Within this material, how many lines include the word "short"? Answer with a number and nothing more.
◆ ◆ ◆ ◆
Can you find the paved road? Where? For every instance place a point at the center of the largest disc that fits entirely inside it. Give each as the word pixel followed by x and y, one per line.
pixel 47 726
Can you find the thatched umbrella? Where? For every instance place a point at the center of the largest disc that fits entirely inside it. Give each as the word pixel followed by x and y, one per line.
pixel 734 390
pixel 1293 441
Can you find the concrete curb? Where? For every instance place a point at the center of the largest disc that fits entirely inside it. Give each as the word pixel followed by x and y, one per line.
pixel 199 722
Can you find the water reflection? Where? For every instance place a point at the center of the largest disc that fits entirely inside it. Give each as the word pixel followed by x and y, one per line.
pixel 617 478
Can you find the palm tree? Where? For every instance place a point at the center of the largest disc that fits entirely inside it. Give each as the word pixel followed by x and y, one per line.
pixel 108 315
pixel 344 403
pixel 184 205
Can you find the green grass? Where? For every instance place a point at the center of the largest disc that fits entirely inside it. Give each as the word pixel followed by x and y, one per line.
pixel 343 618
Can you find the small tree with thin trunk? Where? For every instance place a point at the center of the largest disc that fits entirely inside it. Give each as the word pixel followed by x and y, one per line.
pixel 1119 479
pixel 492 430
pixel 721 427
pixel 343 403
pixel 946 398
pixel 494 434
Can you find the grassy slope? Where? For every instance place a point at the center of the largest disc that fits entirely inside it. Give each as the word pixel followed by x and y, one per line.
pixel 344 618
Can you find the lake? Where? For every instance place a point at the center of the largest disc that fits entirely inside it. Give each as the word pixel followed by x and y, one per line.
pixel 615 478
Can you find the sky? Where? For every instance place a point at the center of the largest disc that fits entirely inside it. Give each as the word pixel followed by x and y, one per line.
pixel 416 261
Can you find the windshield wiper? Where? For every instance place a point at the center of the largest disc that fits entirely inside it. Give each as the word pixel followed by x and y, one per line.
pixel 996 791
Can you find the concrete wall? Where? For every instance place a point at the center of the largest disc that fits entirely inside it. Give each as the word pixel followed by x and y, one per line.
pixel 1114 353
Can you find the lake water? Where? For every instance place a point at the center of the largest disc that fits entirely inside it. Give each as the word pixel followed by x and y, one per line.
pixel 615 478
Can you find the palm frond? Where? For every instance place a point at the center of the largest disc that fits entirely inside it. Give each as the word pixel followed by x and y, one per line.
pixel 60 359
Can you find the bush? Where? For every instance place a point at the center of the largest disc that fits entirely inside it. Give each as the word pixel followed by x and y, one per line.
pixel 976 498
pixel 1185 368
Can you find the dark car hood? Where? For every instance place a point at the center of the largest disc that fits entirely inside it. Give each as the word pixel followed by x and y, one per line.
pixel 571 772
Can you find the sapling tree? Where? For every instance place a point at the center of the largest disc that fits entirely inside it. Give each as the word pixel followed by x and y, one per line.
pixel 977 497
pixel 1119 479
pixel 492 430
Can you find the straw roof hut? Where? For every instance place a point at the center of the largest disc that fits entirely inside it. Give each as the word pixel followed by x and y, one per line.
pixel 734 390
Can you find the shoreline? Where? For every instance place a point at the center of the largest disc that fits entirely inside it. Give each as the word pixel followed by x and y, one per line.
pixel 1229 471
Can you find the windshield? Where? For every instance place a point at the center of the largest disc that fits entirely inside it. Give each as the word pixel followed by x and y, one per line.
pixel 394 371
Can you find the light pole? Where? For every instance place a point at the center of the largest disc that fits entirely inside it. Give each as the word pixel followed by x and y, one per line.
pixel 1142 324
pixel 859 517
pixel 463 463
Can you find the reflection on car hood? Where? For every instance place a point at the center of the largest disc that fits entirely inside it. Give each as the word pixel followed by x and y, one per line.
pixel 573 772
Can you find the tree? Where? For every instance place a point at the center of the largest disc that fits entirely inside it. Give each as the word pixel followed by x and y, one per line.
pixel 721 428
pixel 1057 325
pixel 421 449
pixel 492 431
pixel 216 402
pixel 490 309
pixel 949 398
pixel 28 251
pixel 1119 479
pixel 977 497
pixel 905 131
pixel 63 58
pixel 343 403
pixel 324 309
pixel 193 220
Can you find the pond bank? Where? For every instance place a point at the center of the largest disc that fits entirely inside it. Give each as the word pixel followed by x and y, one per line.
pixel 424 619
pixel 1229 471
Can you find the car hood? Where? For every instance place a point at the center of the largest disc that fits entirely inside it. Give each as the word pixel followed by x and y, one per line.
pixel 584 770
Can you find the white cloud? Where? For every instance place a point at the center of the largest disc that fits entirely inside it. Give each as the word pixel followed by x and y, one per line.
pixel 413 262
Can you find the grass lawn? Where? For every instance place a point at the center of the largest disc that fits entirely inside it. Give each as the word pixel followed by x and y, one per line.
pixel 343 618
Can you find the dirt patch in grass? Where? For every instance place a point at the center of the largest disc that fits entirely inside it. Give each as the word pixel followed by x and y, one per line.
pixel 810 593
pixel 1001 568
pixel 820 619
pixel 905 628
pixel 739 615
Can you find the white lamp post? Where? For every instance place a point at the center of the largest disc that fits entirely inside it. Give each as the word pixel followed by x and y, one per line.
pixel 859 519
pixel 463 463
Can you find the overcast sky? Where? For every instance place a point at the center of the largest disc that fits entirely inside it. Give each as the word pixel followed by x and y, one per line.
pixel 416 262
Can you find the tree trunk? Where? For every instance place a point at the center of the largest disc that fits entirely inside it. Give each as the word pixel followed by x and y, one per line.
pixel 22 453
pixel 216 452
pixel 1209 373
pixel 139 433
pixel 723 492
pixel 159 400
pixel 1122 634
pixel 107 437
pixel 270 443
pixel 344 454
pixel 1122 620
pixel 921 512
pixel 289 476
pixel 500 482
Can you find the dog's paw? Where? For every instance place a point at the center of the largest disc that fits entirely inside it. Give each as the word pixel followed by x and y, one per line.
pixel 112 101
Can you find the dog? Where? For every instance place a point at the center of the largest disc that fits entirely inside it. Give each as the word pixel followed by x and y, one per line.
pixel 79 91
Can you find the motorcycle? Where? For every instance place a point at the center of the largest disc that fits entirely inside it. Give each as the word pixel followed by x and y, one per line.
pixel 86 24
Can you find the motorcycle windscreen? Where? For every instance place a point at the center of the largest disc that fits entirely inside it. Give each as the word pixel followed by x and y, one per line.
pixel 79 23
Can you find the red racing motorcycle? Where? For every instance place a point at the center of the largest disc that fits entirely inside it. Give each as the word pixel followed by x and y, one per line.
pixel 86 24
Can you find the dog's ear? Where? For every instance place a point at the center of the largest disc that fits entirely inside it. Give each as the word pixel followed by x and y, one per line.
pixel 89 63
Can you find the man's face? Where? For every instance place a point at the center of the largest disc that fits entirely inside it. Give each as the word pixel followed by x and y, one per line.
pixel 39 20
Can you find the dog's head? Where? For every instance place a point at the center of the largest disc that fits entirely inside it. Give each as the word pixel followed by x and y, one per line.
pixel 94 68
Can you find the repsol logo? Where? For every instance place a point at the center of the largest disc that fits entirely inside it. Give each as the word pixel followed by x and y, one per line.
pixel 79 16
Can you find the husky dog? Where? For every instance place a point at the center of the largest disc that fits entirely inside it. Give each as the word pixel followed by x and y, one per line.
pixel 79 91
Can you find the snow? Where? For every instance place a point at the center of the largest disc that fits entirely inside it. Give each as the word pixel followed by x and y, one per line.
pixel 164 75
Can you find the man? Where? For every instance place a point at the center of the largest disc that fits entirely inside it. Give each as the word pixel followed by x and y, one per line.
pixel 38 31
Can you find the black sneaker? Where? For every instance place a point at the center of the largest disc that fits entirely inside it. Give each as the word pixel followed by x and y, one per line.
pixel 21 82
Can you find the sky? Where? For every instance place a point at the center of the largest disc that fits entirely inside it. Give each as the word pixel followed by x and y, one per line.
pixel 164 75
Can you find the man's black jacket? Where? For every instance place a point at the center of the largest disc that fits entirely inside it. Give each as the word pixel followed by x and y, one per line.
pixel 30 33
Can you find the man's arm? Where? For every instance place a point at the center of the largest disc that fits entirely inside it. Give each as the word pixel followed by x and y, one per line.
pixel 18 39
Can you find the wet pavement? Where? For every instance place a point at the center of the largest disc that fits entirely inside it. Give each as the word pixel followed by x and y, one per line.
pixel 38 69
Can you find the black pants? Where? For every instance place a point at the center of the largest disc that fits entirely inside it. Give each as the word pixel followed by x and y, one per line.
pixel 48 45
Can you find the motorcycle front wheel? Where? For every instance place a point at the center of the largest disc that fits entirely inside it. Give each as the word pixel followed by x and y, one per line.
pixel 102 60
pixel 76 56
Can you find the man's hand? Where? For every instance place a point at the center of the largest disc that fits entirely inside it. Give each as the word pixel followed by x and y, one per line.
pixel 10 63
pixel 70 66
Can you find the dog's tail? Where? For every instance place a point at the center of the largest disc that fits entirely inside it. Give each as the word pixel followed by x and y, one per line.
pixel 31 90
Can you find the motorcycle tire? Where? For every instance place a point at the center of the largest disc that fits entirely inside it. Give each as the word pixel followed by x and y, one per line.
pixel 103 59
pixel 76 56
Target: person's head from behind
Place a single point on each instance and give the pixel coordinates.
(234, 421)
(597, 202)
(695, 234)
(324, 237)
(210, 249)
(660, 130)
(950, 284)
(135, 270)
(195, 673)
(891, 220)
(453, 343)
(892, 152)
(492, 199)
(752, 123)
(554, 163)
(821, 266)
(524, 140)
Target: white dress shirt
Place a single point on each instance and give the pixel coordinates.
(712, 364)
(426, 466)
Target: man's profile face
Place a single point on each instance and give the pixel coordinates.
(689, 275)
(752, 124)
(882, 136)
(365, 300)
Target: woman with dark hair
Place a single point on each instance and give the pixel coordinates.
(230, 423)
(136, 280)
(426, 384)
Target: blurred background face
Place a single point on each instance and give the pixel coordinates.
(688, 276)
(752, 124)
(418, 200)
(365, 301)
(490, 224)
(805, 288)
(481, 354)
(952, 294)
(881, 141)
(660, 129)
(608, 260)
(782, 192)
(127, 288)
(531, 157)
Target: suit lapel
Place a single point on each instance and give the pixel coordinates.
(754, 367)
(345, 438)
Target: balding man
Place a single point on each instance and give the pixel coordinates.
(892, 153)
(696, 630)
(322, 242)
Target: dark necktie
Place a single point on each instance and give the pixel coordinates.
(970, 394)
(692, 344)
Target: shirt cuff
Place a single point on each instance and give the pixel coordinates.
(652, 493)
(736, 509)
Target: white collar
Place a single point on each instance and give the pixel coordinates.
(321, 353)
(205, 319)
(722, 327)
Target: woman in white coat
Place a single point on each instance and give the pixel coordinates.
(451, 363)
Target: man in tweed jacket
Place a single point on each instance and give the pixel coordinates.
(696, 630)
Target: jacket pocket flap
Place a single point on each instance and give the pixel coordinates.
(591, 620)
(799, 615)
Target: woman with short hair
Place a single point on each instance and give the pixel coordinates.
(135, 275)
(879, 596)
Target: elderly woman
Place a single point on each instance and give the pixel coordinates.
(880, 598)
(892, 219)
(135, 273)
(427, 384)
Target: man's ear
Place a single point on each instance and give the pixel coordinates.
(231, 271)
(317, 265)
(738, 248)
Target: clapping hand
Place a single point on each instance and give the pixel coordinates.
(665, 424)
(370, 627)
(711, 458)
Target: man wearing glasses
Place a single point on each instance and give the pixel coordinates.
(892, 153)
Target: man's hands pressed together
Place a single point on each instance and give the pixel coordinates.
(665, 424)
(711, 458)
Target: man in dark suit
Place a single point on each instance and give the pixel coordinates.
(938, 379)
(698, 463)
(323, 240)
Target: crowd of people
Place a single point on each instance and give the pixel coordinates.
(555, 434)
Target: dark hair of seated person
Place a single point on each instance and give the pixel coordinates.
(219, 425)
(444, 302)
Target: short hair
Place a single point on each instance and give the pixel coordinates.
◆ ◆ ◆ ◆
_Solution for this task:_ 2